→ Exercise goal:
Copy the lines of the material below word for word, starting at the line that contains "Where can you find the window sill" and ending at the line that contains "pixel 242 179", including both of those lines.

→ Recorded data:
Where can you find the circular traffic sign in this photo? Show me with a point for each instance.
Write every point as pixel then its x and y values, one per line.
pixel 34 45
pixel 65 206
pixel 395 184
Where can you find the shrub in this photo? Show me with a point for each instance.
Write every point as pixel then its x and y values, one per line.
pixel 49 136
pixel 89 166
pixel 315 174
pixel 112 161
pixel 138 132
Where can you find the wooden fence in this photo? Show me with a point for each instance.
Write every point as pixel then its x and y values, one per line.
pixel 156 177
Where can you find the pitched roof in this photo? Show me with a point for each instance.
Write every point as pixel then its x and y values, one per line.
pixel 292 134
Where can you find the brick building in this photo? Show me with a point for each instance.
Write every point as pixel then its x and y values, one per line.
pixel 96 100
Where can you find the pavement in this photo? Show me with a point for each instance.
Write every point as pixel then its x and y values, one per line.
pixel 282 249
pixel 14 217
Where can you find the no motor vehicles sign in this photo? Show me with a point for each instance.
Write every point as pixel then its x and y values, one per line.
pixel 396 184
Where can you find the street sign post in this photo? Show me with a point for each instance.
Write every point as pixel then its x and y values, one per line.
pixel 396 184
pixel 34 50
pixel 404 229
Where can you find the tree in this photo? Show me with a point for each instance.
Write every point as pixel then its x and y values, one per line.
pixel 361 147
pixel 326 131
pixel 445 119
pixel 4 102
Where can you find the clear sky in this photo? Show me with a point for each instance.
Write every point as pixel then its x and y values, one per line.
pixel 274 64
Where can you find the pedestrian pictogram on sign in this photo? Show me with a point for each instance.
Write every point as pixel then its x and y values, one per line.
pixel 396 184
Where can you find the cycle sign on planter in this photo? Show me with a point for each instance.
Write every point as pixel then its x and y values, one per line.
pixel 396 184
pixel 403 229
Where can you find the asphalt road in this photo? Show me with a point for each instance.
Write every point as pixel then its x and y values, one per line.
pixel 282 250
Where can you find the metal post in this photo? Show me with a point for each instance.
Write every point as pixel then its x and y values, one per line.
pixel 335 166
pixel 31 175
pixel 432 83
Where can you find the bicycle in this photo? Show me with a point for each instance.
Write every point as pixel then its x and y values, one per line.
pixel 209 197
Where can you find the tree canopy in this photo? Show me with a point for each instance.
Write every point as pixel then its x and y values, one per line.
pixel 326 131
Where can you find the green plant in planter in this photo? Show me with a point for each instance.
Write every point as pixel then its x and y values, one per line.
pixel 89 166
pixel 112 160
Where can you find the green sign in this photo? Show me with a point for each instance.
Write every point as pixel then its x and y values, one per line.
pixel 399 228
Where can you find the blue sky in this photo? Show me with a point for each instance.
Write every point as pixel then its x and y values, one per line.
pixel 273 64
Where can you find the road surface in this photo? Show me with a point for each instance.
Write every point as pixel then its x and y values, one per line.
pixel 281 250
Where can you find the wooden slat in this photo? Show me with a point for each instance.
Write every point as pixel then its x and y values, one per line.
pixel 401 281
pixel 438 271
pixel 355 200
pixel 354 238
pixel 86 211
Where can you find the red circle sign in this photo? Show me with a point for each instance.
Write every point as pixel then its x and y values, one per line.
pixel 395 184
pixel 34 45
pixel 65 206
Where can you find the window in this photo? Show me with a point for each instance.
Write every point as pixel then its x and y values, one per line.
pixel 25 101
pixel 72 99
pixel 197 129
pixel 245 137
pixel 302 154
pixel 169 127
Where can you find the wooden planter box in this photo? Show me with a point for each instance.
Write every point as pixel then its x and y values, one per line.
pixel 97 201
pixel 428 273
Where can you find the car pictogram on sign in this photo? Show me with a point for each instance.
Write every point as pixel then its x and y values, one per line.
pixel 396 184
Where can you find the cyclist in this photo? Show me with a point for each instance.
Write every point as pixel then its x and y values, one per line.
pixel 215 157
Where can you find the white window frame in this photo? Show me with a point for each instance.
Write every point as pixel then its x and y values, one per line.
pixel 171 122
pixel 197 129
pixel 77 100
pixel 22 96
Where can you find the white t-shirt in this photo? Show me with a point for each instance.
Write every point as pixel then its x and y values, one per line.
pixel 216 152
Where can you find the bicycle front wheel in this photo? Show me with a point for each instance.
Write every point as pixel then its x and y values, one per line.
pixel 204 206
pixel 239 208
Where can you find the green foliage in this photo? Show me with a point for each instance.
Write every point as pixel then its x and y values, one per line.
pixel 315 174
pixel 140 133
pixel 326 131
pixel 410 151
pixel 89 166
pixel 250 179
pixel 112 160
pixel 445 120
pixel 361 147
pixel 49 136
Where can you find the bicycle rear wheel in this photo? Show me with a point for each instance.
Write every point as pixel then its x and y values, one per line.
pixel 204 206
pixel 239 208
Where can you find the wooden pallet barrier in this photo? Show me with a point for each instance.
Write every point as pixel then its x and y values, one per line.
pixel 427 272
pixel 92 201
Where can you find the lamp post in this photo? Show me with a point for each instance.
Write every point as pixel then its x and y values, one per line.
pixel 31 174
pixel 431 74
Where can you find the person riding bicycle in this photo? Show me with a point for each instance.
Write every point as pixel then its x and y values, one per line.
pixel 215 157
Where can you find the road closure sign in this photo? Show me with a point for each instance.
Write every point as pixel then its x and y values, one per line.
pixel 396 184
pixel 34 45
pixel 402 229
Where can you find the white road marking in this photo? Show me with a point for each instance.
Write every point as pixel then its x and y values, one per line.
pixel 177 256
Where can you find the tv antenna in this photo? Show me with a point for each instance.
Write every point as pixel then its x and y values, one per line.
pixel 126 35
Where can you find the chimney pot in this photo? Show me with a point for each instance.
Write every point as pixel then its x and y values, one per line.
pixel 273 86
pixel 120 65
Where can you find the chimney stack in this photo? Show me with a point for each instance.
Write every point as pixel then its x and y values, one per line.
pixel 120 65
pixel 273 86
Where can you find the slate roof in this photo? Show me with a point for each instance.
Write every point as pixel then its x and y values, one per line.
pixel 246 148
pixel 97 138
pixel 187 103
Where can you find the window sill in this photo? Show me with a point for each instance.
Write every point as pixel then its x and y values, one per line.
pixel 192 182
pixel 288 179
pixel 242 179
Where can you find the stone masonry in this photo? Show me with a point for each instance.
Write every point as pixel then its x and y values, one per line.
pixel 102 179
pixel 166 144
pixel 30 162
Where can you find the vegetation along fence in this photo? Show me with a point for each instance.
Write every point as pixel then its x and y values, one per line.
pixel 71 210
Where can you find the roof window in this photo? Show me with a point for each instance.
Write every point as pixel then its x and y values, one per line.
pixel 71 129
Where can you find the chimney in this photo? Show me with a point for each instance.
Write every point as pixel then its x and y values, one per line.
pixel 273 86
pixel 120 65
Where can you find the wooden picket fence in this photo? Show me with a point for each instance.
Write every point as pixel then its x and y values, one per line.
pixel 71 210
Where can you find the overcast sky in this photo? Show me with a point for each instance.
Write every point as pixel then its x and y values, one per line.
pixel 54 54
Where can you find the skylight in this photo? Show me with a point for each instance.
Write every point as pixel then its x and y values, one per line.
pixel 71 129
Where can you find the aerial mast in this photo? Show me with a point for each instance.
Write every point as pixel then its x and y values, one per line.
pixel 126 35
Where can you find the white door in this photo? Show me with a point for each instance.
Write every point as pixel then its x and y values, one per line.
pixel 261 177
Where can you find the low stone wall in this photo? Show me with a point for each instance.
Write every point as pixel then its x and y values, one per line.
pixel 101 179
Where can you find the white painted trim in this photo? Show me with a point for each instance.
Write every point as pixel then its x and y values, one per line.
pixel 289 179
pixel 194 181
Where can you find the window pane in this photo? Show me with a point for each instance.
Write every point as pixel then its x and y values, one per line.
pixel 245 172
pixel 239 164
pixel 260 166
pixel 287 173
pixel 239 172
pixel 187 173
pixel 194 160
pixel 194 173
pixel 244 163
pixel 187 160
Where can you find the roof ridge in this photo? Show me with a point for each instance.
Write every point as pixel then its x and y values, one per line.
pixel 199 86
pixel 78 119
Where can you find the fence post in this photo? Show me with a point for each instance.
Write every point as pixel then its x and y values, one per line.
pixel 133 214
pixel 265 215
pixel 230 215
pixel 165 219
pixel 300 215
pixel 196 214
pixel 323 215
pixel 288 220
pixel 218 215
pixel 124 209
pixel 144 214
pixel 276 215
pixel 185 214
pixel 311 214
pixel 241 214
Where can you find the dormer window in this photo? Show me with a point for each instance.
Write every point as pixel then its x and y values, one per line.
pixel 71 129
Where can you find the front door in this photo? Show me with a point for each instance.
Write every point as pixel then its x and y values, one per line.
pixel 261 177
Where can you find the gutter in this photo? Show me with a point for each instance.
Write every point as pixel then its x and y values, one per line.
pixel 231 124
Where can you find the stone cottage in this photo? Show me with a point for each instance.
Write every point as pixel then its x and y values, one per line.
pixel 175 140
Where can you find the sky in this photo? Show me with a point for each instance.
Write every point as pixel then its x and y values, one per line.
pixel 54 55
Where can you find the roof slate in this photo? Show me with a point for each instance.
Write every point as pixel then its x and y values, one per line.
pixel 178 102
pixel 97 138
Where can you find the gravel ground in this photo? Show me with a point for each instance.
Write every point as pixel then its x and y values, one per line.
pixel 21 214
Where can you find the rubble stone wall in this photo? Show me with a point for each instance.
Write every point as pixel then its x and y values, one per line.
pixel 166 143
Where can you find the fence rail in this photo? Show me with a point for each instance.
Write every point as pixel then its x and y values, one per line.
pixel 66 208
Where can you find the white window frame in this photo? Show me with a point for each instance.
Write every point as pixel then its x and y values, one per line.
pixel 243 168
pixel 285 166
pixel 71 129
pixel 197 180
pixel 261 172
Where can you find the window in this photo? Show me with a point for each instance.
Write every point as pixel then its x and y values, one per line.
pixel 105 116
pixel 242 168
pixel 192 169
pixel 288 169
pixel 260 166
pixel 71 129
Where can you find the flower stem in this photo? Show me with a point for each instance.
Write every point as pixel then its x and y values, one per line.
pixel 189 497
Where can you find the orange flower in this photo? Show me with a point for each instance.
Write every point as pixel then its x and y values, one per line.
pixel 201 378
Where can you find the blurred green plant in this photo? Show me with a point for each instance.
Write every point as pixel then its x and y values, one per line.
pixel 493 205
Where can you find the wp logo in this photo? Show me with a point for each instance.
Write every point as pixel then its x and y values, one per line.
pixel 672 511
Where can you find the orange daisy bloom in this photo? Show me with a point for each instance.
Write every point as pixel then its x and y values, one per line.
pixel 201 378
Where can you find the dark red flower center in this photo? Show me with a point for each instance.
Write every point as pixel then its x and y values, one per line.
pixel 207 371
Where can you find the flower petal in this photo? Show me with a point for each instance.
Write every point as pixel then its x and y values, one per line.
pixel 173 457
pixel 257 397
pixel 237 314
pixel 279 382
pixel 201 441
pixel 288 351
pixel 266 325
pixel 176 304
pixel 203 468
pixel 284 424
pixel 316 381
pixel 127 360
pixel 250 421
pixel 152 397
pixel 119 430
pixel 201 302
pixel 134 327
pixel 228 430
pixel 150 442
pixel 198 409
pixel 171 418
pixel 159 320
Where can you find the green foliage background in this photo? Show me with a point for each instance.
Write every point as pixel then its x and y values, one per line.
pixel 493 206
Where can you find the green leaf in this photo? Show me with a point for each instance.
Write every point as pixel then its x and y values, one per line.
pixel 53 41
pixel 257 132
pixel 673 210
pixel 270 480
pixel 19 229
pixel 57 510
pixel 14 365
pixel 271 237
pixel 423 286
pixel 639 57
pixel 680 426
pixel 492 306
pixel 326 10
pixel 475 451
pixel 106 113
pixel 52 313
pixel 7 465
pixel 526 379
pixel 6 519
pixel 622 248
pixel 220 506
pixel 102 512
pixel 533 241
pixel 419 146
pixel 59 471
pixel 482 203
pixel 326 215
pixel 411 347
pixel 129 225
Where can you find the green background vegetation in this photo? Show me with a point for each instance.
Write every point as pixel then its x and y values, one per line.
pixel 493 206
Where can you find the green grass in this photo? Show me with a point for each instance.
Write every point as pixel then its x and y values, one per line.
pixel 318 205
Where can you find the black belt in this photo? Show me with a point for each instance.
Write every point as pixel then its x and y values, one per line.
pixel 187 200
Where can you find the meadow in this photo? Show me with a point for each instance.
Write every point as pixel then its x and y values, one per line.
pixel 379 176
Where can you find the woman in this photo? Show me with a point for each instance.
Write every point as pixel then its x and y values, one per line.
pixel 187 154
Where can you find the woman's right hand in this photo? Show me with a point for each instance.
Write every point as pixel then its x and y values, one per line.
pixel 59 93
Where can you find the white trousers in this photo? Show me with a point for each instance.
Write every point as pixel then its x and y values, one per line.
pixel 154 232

→ Written reply:
Where can you find the window sill in this photo? Show me with a point for each instance.
Write every point as pixel then its x and y values, one per line.
pixel 192 182
pixel 288 179
pixel 242 179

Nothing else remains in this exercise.